§ **Supplied material**
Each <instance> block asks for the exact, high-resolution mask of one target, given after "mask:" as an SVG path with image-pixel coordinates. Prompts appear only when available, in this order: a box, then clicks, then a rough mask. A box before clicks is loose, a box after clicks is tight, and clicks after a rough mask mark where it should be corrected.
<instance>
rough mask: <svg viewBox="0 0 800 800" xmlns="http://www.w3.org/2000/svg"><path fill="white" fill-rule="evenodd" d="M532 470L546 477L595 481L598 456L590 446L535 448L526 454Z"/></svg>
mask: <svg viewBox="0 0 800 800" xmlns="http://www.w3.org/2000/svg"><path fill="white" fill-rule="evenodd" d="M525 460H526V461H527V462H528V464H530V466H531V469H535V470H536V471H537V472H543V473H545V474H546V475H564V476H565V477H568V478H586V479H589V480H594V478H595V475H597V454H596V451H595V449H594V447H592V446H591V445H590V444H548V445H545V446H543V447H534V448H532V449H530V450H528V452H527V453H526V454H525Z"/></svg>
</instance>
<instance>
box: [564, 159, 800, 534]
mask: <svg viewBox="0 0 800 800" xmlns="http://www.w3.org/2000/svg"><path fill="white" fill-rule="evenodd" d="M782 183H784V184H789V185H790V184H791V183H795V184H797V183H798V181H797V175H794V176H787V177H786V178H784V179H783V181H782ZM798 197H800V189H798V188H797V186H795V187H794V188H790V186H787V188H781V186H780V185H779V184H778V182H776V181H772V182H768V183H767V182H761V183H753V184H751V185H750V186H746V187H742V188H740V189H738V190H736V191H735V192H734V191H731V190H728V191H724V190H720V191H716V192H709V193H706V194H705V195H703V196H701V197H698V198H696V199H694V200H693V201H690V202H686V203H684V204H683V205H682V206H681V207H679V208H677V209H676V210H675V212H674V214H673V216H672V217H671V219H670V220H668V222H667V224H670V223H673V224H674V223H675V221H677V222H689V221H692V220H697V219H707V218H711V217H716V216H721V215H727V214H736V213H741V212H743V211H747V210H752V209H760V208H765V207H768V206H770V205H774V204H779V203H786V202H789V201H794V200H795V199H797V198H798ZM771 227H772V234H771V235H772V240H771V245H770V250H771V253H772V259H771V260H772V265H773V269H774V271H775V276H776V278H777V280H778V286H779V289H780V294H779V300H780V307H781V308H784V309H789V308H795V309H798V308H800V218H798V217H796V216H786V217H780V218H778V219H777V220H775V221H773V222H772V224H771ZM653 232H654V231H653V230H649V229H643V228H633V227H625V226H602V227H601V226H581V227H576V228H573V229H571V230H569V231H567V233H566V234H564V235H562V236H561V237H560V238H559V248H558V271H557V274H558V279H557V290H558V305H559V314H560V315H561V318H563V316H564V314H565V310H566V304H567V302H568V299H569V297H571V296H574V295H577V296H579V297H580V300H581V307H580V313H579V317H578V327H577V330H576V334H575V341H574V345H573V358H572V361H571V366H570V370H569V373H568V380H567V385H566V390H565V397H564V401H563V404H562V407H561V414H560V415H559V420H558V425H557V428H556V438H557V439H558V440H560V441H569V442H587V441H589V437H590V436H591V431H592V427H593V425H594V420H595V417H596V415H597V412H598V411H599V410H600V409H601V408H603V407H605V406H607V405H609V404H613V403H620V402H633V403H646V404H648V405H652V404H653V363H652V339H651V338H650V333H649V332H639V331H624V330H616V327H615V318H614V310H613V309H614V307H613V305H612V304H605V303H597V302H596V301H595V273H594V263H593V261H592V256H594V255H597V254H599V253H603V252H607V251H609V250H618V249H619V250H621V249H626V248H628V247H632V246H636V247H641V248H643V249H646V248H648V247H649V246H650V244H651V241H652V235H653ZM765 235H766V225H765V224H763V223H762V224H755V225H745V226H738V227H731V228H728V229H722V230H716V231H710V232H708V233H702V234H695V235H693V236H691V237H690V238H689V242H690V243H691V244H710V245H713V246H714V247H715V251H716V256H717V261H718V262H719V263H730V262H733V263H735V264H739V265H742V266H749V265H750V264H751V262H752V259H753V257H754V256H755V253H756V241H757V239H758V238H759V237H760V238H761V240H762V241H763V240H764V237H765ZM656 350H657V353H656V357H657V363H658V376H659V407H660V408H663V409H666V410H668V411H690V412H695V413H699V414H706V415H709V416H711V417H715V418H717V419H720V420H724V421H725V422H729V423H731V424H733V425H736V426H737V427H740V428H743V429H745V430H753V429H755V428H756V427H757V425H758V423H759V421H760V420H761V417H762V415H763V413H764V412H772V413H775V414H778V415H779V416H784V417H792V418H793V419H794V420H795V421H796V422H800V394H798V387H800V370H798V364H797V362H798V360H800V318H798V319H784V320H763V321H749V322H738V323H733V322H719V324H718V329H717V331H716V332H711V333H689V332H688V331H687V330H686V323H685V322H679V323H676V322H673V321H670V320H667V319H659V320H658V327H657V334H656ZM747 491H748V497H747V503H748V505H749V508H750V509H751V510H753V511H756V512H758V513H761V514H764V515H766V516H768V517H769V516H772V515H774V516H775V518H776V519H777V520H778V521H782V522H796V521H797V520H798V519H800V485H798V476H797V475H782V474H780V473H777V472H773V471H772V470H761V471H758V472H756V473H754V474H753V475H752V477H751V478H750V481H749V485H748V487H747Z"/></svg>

§ **Task brief**
Can you copy out every line of the listing above with no changes at all?

§ **Response box**
Each <instance> block asks for the exact, high-resolution mask of one target, given after "mask:" as an SVG path with image-pixel coordinates. Prompts appear only when available, in this order: a box, then clicks, then a rough mask. A box before clicks is loose, a box after clicks is tight, and clicks after a rough mask mark where it should be corrected.
<instance>
rough mask: <svg viewBox="0 0 800 800" xmlns="http://www.w3.org/2000/svg"><path fill="white" fill-rule="evenodd" d="M532 470L546 477L595 481L598 456L590 446L535 448L526 454Z"/></svg>
mask: <svg viewBox="0 0 800 800" xmlns="http://www.w3.org/2000/svg"><path fill="white" fill-rule="evenodd" d="M525 460H526V461H527V462H528V464H530V466H531V469H535V470H536V471H537V472H543V473H545V474H546V475H564V476H565V477H568V478H586V479H589V480H594V478H595V475H597V454H596V451H595V449H594V447H592V446H591V445H590V444H548V445H545V446H543V447H534V448H532V449H530V450H528V452H527V453H526V454H525Z"/></svg>
</instance>
<instance>
box: [564, 159, 800, 534]
mask: <svg viewBox="0 0 800 800" xmlns="http://www.w3.org/2000/svg"><path fill="white" fill-rule="evenodd" d="M782 183H784V184H789V185H790V184H791V183H795V184H797V183H798V181H797V175H794V176H787V177H786V178H784V179H783V181H782ZM798 197H800V189H798V188H797V186H795V187H794V188H790V186H787V188H781V186H780V185H779V184H778V182H776V181H772V182H768V183H767V182H761V183H753V184H751V185H750V186H746V187H742V188H740V189H738V190H736V191H735V192H734V191H731V190H728V191H724V190H720V191H716V192H709V193H706V194H705V195H703V196H701V197H698V198H696V199H694V200H693V201H690V202H686V203H684V204H683V205H682V206H681V207H679V208H677V209H676V210H675V212H674V214H673V216H672V217H671V219H670V220H668V222H667V224H670V223H673V224H674V223H675V221H677V222H689V221H692V220H697V219H707V218H711V217H716V216H721V215H727V214H736V213H741V212H743V211H747V210H752V209H760V208H765V207H768V206H770V205H774V204H779V203H786V202H789V201H794V200H795V199H797V198H798ZM771 227H772V234H771V235H772V240H771V245H770V250H771V253H772V259H771V260H772V265H773V269H774V271H775V276H776V278H777V280H778V286H779V289H780V294H779V300H780V307H781V308H784V309H789V308H795V309H798V308H800V218H798V217H796V216H786V217H780V218H778V219H777V220H775V221H773V222H772V224H771ZM653 232H654V231H653V230H649V229H643V228H633V227H625V226H602V227H601V226H581V227H576V228H573V229H571V230H569V231H567V233H566V234H564V235H562V236H561V237H560V238H559V248H558V271H557V274H558V279H557V290H558V305H559V314H560V315H561V318H563V316H564V314H565V310H566V304H567V302H568V299H569V297H571V296H574V295H577V296H579V297H580V300H581V307H580V313H579V317H578V327H577V330H576V334H575V341H574V345H573V358H572V361H571V366H570V370H569V373H568V380H567V385H566V390H565V397H564V401H563V404H562V407H561V414H560V415H559V420H558V425H557V428H556V438H557V439H558V440H560V441H569V442H587V441H589V437H590V436H591V431H592V427H593V425H594V420H595V417H596V415H597V412H598V411H599V410H600V409H601V408H603V407H605V406H607V405H609V404H613V403H620V402H633V403H646V404H648V405H652V404H653V363H652V339H651V338H650V333H649V332H639V331H624V330H616V327H615V318H614V310H613V309H614V307H613V305H612V304H605V303H597V302H596V301H595V273H594V263H593V261H592V256H594V255H597V254H599V253H603V252H607V251H609V250H618V249H619V250H621V249H626V248H628V247H632V246H636V247H641V248H643V249H646V248H648V247H649V246H650V244H651V241H652V235H653ZM765 235H766V225H765V224H763V223H762V224H755V225H745V226H738V227H731V228H728V229H722V230H716V231H710V232H708V233H702V234H695V235H693V236H691V237H690V238H689V242H690V243H691V244H710V245H713V246H714V247H715V251H716V256H717V261H718V262H719V263H730V262H733V263H735V264H739V265H742V266H749V265H750V264H751V262H752V259H753V257H754V256H755V253H756V241H757V239H758V238H759V237H760V238H761V240H762V241H763V240H764V237H765ZM656 350H657V353H656V357H657V363H658V376H659V407H660V408H663V409H666V410H668V411H690V412H695V413H699V414H706V415H709V416H711V417H715V418H717V419H720V420H724V421H725V422H729V423H731V424H733V425H736V426H737V427H740V428H743V429H745V430H753V429H755V428H756V427H757V425H758V423H759V421H760V420H761V417H762V415H763V413H764V412H772V413H775V414H778V415H779V416H784V417H792V418H793V419H794V420H795V421H796V422H800V394H798V387H800V370H798V364H797V362H798V360H800V318H798V319H784V320H763V321H749V322H738V323H733V322H719V324H718V329H717V331H716V332H711V333H689V332H688V331H687V330H686V323H685V322H679V323H676V322H673V321H670V320H667V319H659V320H658V327H657V334H656ZM747 491H748V497H747V503H748V505H749V508H750V509H751V510H753V511H756V512H758V513H761V514H764V515H766V516H768V517H769V516H772V515H774V516H775V518H776V519H777V520H778V521H782V522H796V521H797V520H798V519H800V485H798V476H797V475H782V474H780V473H777V472H773V471H772V470H761V471H758V472H756V473H754V474H753V475H752V477H751V478H750V481H749V485H748V487H747Z"/></svg>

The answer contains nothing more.